**What to work on**
Please rewrite the stretch from the start of the records through the line containing "[[[241,194],[253,199],[320,198],[318,170],[297,167],[244,167]]]" as a Markdown table with the columns Row and Line, skipping blank lines. Leave the pictures out of your answer.

- - - - -

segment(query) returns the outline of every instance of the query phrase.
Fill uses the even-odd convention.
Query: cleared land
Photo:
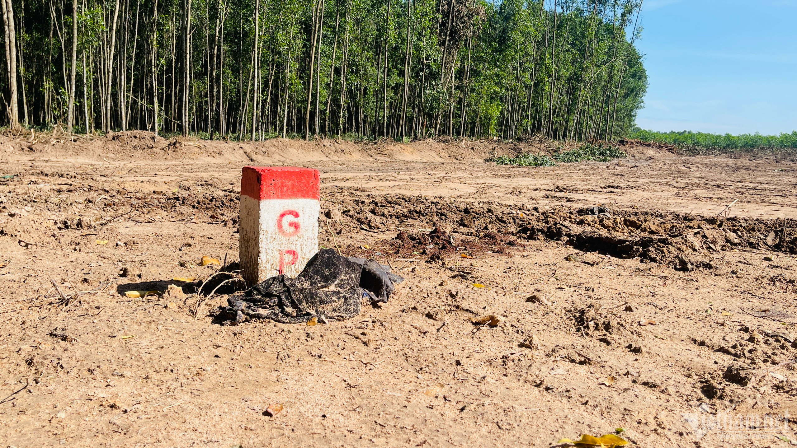
[[[610,163],[484,162],[546,144],[4,138],[0,439],[548,446],[618,427],[641,446],[797,439],[781,422],[698,441],[684,417],[797,415],[795,160],[630,143]],[[203,255],[237,260],[250,163],[320,169],[322,246],[389,261],[406,279],[390,302],[328,325],[222,326],[218,293],[125,297],[206,278],[218,266]],[[485,314],[505,320],[469,320]]]

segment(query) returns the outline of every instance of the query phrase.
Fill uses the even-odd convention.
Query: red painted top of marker
[[[241,194],[253,199],[320,198],[318,170],[297,167],[244,167]]]

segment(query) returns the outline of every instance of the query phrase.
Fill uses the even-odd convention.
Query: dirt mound
[[[502,238],[552,240],[580,250],[638,257],[679,270],[716,267],[726,249],[770,249],[797,253],[797,220],[703,218],[691,214],[605,207],[533,207],[388,195],[346,202],[344,216],[360,228],[386,230],[411,223],[455,230],[497,242]],[[597,211],[597,214],[593,213]],[[609,213],[607,213],[609,212]],[[442,232],[442,230],[440,230]],[[430,237],[399,233],[398,251],[428,253]],[[439,237],[438,237],[439,238]],[[430,239],[428,240],[431,242]],[[501,243],[506,243],[501,241]],[[445,242],[445,244],[449,244]],[[453,243],[452,243],[453,244]]]

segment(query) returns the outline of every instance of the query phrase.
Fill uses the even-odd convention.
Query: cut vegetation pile
[[[613,159],[623,159],[626,154],[615,146],[603,146],[587,143],[576,149],[554,152],[552,155],[544,154],[524,153],[510,157],[500,155],[490,161],[498,165],[516,165],[518,167],[556,167],[556,162],[572,163],[574,162],[594,161],[608,162]]]

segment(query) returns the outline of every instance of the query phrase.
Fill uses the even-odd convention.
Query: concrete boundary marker
[[[244,167],[238,247],[249,286],[296,277],[318,252],[320,198],[318,170]]]

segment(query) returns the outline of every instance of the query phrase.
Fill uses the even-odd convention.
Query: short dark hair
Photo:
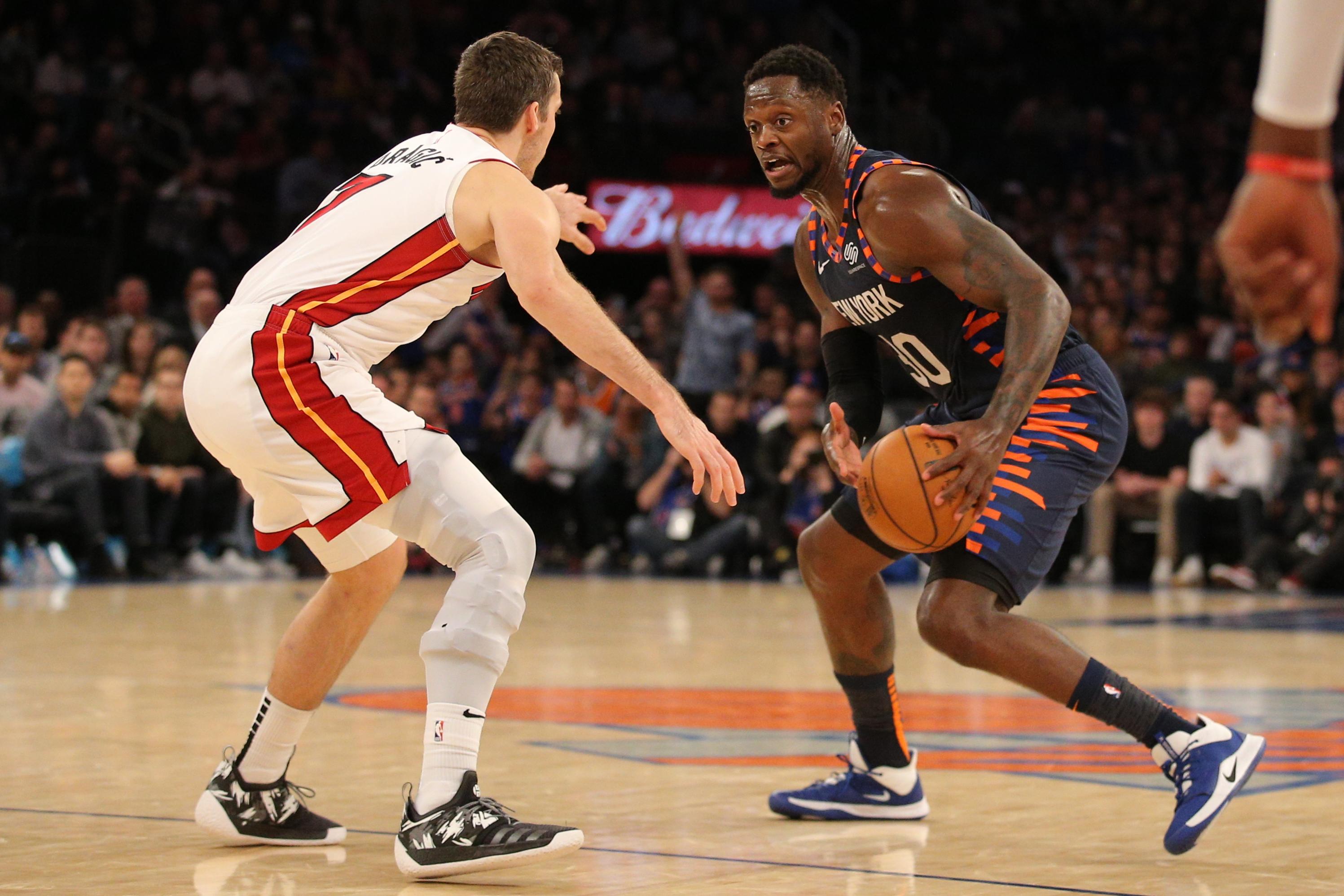
[[[742,86],[749,87],[762,78],[777,77],[797,78],[804,93],[837,99],[840,105],[848,102],[840,70],[824,52],[801,43],[786,43],[757,59],[742,79]]]
[[[564,73],[560,58],[523,35],[496,31],[462,51],[453,75],[454,121],[491,133],[511,130],[528,105],[542,105]]]
[[[87,368],[89,373],[93,373],[93,361],[90,361],[83,355],[77,355],[74,352],[71,352],[70,355],[63,355],[60,357],[60,368],[59,369],[62,369],[62,371],[66,369],[66,365],[70,364],[71,361],[74,361],[77,364],[83,364],[85,368]]]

- - - - -

**Exercise output**
| Row | Line |
|---|---|
| 1 | segment(query) returns the outline of every instance of the query phrase. |
| 2 | Fill uses the even-odd convention. |
| 3 | Query: cleared land |
| 4 | Photo: |
| 5 | [[[610,163],[484,162],[546,144],[4,138],[0,439],[548,446],[618,427],[641,446],[797,439],[781,422],[698,441],[684,417],[797,415],[795,160],[630,143]],[[203,255],[237,260],[250,163],[320,169],[322,246],[389,261],[406,279],[390,302],[328,325],[222,326],[218,293],[125,297],[206,278],[218,266]],[[485,314],[505,320],[469,320]]] |
| 6 | segment(query) returns the outline of every instance of the query phrase. |
| 7 | Fill uses the even-odd convention. |
| 8 | Query: red painted top of marker |
| 9 | [[[241,194],[253,199],[320,198],[318,170],[297,167],[244,167]]] |